Exercise task » Please write out the material below exactly as given.

== Dataset ==

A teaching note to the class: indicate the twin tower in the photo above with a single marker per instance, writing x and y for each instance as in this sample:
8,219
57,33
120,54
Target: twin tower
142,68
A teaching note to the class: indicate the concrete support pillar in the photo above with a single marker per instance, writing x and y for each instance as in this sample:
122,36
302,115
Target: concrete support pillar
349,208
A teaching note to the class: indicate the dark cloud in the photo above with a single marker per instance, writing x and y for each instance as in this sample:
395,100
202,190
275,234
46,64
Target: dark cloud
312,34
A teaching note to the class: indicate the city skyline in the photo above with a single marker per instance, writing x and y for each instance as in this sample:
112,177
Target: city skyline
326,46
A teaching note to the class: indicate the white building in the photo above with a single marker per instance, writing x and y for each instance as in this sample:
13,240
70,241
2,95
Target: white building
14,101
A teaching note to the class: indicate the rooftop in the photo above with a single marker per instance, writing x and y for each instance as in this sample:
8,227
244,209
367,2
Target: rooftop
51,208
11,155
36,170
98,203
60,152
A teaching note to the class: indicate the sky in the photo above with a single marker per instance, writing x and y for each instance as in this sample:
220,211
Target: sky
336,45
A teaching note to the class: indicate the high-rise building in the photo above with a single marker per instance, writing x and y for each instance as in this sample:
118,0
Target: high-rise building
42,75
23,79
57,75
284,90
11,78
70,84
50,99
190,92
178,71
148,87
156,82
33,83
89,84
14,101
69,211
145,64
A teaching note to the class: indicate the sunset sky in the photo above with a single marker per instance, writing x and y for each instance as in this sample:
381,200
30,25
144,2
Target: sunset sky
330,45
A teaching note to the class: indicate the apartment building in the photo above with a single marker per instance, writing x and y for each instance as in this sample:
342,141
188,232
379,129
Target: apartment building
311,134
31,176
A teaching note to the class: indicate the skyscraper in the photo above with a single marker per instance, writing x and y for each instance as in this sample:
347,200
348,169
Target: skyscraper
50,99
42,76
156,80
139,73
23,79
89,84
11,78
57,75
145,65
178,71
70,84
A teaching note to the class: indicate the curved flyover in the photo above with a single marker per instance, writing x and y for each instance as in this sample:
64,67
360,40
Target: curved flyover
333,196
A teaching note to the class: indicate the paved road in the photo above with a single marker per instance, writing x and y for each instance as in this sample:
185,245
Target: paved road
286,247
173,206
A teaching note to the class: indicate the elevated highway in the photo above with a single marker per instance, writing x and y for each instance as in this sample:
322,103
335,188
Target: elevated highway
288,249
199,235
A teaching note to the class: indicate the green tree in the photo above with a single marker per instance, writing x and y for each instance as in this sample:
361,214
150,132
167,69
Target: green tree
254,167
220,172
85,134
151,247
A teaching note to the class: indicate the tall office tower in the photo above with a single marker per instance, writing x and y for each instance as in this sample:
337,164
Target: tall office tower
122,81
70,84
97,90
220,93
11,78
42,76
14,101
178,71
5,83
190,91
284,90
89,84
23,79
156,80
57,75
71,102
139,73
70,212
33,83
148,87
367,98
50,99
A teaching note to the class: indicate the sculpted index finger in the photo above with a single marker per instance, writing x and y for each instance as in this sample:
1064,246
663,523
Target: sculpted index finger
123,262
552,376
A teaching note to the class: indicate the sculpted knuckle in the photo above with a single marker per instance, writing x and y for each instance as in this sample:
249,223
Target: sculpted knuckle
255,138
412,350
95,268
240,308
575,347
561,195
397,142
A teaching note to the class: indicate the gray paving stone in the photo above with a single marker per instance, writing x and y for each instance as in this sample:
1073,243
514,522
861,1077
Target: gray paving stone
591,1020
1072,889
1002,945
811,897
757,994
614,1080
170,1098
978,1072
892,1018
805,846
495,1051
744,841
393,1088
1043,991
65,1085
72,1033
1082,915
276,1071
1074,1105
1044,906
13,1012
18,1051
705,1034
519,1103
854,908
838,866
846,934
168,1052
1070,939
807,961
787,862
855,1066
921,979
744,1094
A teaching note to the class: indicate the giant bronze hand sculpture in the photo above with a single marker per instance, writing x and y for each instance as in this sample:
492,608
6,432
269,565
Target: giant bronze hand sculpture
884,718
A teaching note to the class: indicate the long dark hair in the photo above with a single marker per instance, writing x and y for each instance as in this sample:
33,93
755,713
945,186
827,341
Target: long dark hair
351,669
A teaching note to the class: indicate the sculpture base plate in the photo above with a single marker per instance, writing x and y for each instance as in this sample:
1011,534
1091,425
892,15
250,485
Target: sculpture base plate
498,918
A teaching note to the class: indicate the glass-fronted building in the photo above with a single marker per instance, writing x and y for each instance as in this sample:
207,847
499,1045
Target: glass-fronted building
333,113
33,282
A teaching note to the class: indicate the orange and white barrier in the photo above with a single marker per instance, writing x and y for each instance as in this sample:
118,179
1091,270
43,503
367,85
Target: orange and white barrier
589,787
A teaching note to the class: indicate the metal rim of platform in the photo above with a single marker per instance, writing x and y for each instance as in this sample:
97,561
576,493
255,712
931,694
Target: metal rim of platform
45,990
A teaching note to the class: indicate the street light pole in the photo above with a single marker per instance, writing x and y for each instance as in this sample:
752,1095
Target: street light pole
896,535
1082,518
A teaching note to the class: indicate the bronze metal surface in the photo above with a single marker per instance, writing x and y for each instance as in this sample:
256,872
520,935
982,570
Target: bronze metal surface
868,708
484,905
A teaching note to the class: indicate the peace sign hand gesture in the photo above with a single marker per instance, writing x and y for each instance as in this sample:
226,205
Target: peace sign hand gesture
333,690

===

Result for this task »
A teaching note to the class: indicate the twin tower in the photo above with a single marker per instance, writing x and y for each instance as in this sample:
8,219
57,33
120,54
Target: twin tower
142,68
A teaching note to the class: indicate the concrete support pillar in the photo above with a single marker per instance, writing x and y for each instance as in this sample:
122,36
302,115
Target: concrete support pillar
349,208
A teaching note to the class: indicate the dark cloud in the photo above with a single marker per instance, writing x and y for each instance as in this sample:
395,100
202,190
275,234
46,64
Target: dark cloud
312,34
A teaching note to the class: indicate the city skyline in the photo above with a single marker per instance, writing x and y for each instance as in this sample:
112,177
Target: city skyline
326,46
A teaching note to the class: indicate the white building in the photo above with a single marker per instance, writing x and y for each instance as in this sample:
13,240
70,241
2,95
Target: white building
14,101
A teaching note to the class: indicate the rooftop in the photo above with a single marker per instance, writing x and y for each instance as in this sample:
8,227
244,209
367,2
Target: rooftop
51,208
11,155
36,170
98,203
60,152
A teaching note to the class: indicate the sky in the photo above with a single marker per instance, writing x and y for each instance as in this sample:
220,211
Target: sky
336,45
A teaching note to the class: indicate the high-rise building in the photo above with a single marker per instance, writing x and y for each instance as in this sample:
118,0
Target: high-rise building
42,75
23,79
57,75
284,90
11,78
70,84
50,99
190,92
178,71
148,87
156,82
33,83
89,84
14,101
69,211
145,64
A teaching note to the class: indicate the sunset sky in the photo above with a single marker per instance, writing x and y for each instance as in this sample:
381,200
30,25
144,2
Target: sunset sky
330,45
A teaching note to the class: indicate the apartment building in the photo above with a single marker per instance, writing x and y for each instance as in this sample:
342,141
188,232
379,129
Target: apartment building
311,134
31,176
A teaching note to the class: indicate the skyscraper in the photo above with a single marker per instance, writing x and y for each instance as in this sample:
347,200
348,169
Target: skyscraper
50,99
42,76
156,80
139,73
23,79
89,84
11,78
57,75
145,65
178,71
70,84
A teaching note to the class: indicate the curved flyover in the photo above with a single marker per instance, writing x and y for each instance as in this sample:
64,67
360,40
Target: curved flyover
333,196
A teaching note to the class: indicate the paved road in the photo above with a single marker per instance, writing x and y for each instance as in this sample:
185,245
Target: paved road
286,247
173,206
A teaching note to the class: indicate the elevated highway in the photo above with a single marker per instance, writing x and y for each instance as in this sample:
322,103
335,188
Target: elevated highway
288,249
199,235
A teaching note to the class: indicate the green tree in the photo above with a single marker per instance, writing x and y for each instance as in this sample:
361,214
150,132
167,69
Target: green tree
254,167
220,172
85,134
151,247
A teaching note to the class: indicate the tall office tower in the photo above with a single marker per instance, writing x and y for each instance as in this sample:
337,164
Target: tall office tower
122,81
70,84
97,90
220,93
11,78
42,76
14,101
178,71
5,83
190,91
284,90
89,84
23,79
156,80
57,75
71,102
139,73
70,212
33,83
148,87
367,98
50,99
A teaching note to the class: indicate the sculpted index finger in the photo above with a single marker per instance, writing x and y for each instance as in this sample:
1064,246
663,523
Target: sculpted index finger
123,262
552,376
A teaching note to the class: indicate the sculpted knuckle in the photo above with a single marker per instance, writing x and y for each instance as in this sample:
249,223
Target: sculpted knuckle
255,138
412,350
95,268
240,308
575,347
561,195
397,142
A teaching note to the class: indicate the gray paving stone in the photo above with a single marker per instance, writing x and y for each instance as in this sample:
1073,243
514,522
861,1077
Target: gray paving stone
591,1020
1072,889
1002,945
811,897
757,994
614,1080
170,1098
978,1072
892,1018
805,846
495,1051
744,841
393,1088
1043,991
65,1085
72,1033
1082,915
276,1071
1074,1105
1044,906
13,1012
18,1051
705,1034
519,1103
854,908
838,866
846,934
168,1052
1070,939
807,961
787,862
855,1066
921,979
744,1094
A teaching note to the class: indicate the giant bronze hand sculpture in the photo above with a single marker per instance, writing x and y for each instance as in this sample:
492,608
6,432
269,565
Target: giant bronze hand sculpture
884,718
A teaching note to the class: indicate the long dark hair in the photo above with a single marker per instance, writing x and y for each instance as in this sample:
33,93
755,713
945,186
827,341
Target: long dark hair
351,669
A teaching note to the class: indicate the sculpture base plate in the photo above with a single marker per instance, writing x and y for each instance as in this sample:
1011,534
1091,425
892,15
250,485
Target: sculpture base plate
498,918
A teaching note to the class: indicate the glass-fronted building in the photo above with a single marker per instance, writing x and y for each instance as in this sample:
207,847
499,1045
Target: glass-fronted building
333,113
33,282
A teaching note to the class: indicate the orange and white barrier in the photo above with a single marker per instance, writing x and y for each instance as in this sample:
118,179
1091,270
43,503
367,85
Target: orange and white barrier
589,787
A teaching note to the class: indicate the metal rim of platform in the photo above with a single marker per instance, writing x and y for each instance as in this sample:
97,561
576,493
255,712
931,694
Target: metal rim of platform
45,990
A teaching note to the class: indicate the street light pole in the photo above with a single marker per instance, writing x and y for each instance as in this sample:
752,1095
Target: street light pole
896,535
1082,518
A teaching note to the class: indicate the bronze metal surface in the photo above with a single marker per instance, writing x and y for each instance as in this sample:
256,872
520,935
982,570
Target: bronze metal surface
868,708
484,905
A teaching note to the class: indicate the peace sign hand gesture in the photo above with a single marker per instance, writing x and y for each instance as in this sample:
226,205
Target: peace sign hand gesture
333,690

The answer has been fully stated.